#### [EXERCISE TASK]
Copy out all of the material exactly as presented.

#### [MATERIAL PROVIDED]
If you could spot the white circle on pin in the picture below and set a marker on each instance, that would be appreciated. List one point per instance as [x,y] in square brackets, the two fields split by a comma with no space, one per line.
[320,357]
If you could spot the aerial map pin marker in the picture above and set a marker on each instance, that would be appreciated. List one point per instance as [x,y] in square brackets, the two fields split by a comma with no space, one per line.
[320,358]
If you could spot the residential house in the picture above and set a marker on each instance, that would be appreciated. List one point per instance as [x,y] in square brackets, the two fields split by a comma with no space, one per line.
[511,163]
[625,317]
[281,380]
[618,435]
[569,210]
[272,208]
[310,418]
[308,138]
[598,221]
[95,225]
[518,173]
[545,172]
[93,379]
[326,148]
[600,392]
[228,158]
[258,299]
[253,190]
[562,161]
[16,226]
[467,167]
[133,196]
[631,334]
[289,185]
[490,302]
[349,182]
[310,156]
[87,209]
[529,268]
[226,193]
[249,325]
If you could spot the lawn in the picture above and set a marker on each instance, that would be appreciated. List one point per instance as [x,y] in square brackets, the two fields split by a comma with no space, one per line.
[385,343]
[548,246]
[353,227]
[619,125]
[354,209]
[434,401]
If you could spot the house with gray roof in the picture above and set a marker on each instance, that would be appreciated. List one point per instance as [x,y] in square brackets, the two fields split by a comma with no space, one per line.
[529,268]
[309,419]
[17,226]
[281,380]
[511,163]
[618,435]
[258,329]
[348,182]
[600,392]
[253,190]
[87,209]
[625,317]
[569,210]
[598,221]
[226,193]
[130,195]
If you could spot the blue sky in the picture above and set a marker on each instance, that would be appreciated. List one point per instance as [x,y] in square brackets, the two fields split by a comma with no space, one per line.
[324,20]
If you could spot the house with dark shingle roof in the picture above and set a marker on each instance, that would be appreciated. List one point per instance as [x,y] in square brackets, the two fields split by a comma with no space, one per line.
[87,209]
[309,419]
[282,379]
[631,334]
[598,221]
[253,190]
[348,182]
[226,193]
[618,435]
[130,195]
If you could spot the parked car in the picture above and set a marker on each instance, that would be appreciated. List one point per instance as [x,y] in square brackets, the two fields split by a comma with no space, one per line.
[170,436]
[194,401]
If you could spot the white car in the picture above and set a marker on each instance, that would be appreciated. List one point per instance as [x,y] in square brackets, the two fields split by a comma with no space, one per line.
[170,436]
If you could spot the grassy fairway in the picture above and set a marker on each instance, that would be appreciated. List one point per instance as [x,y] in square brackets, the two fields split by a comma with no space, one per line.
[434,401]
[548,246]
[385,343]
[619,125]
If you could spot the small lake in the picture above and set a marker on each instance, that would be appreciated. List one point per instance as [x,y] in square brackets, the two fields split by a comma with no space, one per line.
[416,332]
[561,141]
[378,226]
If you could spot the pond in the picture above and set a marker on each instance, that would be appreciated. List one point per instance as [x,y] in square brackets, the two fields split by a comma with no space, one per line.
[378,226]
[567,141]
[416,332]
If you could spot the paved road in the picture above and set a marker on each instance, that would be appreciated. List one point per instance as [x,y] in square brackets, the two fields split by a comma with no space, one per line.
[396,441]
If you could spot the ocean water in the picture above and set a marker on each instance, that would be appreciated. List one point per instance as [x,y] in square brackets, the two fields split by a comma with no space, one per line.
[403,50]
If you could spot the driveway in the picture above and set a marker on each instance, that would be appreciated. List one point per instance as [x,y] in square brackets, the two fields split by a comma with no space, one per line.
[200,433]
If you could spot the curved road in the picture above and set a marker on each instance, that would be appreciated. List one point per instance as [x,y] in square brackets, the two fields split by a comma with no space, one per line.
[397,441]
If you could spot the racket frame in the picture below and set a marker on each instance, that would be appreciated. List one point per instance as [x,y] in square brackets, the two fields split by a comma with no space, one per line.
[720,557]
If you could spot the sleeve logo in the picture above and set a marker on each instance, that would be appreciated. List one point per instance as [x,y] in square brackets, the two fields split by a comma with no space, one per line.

#### [CORRECT ANSWER]
If you could spot the white circle on pin in the picture below and set a marker on each instance, that would be appreciated. List one point per instance as [x,y] in square brackets, the two fields split by a comma with no space, one per line.
[320,357]
If you could spot the aerial map pin marker in the picture above and set a marker on each instance, that would be appreciated. List one point per instance as [x,y] in square brackets, the two fields split by a comma with no space, one per line.
[320,358]
If you could spot the residential house in the picture above and set a marker on each instance, that would be appreciated. List one point per instance as [x,y] in square brackets, the two fields split by a comma with no space, one per line.
[511,163]
[625,317]
[281,380]
[618,435]
[569,210]
[272,208]
[310,418]
[308,138]
[598,221]
[95,225]
[518,173]
[545,172]
[93,379]
[326,148]
[600,392]
[228,158]
[258,299]
[253,190]
[562,161]
[16,226]
[467,167]
[133,196]
[631,334]
[289,185]
[490,302]
[349,182]
[310,156]
[87,209]
[529,268]
[226,193]
[249,325]
If you could spot the lawn in the picture above and set a marker on each instance, that would be appreciated. List one point per instance as [x,y] in square brackets, the two fields split by a comma with no space, one per line.
[385,343]
[548,246]
[353,227]
[619,125]
[354,209]
[434,401]
If you could spot the house with gray roof in the picture above and set a marker on each instance, that would be appreciated. List one point per instance as [x,y] in square brackets, the two fields split by a comma with no space, one per line.
[529,268]
[309,419]
[17,226]
[281,380]
[511,163]
[618,435]
[258,329]
[348,182]
[600,392]
[253,190]
[87,209]
[625,317]
[569,210]
[598,221]
[226,193]
[130,195]
If you could spot the blue sky in the picture above and set a marker on each instance, that would be appreciated. List one point per instance as [x,y] in square brackets, the two fields split by a comma with no space, one per line.
[324,20]
If you could spot the house with dark shingle roof in the picture above and set a marker on each instance, that would be appreciated. List one point per instance as [x,y] in square brackets, the two fields split by a comma with no space, one per line.
[87,209]
[309,419]
[282,379]
[631,334]
[598,221]
[253,190]
[348,182]
[226,193]
[618,435]
[130,195]
If you could spot the parked car in the picture above and set a marker on each instance, that would be appreciated. List one point per instance as [x,y] in square brackets, the two fields split by a comma with no space, one per line.
[170,436]
[194,401]
If you could spot the white car in the picture above and set a marker on each instance, that would be appreciated. List one point per instance as [x,y] in square brackets, the two fields split by a comma with no space, one per line.
[170,436]
If you could spot the grassy fairway in the picture above and set a marker on each instance, that would be appreciated. List one point per instance as [x,y] in square brackets, the two fields split by a comma with no space, one per line.
[434,401]
[548,246]
[385,343]
[619,125]
If you could spot the small lake in the picture above and set a marker on each instance, that would be appreciated. List one point per instance as [x,y] in square brackets, the two fields split by a comma with no space, one per line.
[416,332]
[561,141]
[378,226]
If you could spot the pond in the picture above and set a marker on each instance, that would be appreciated. List one point per instance as [x,y] in square brackets, the two fields split by a comma with no space, one per line.
[378,226]
[567,141]
[416,332]
If you could spot the paved road in the picture above and set a marker on each instance, that would be appreciated. List one point per instance as [x,y] in square brackets, the two fields split by a comma with no space, one per line.
[396,441]
If you could spot the ocean water in the picture above and set a marker on each instance, that would be appreciated. List one point per instance as [x,y] in square brackets, the two fields split by a comma with no space, one per line.
[403,50]
If you could spot the driveway in the picture above and set a marker on each instance, that would be appreciated. List one point per instance as [x,y] in square brackets, the two fields split by a comma with no space, one per line.
[200,433]
If you could spot the curved road in the picture above and set a marker on each instance, that would be appreciated. List one point per instance as [x,y] in square brackets, the two fields split by a comma with no space, one per line.
[397,441]
If you could spot the racket frame in the picture below and set a marker on each instance, that would be appreciated. List one point per instance as [x,y] in square brackets, the two fields split by a comma with no space, one per line.
[720,557]
If you could spot the sleeve logo in the picture above and set a marker on each instance, that would be appreciated. List one point per instance as [x,y] in square brackets, the two fields split by a comma with no space, one per line.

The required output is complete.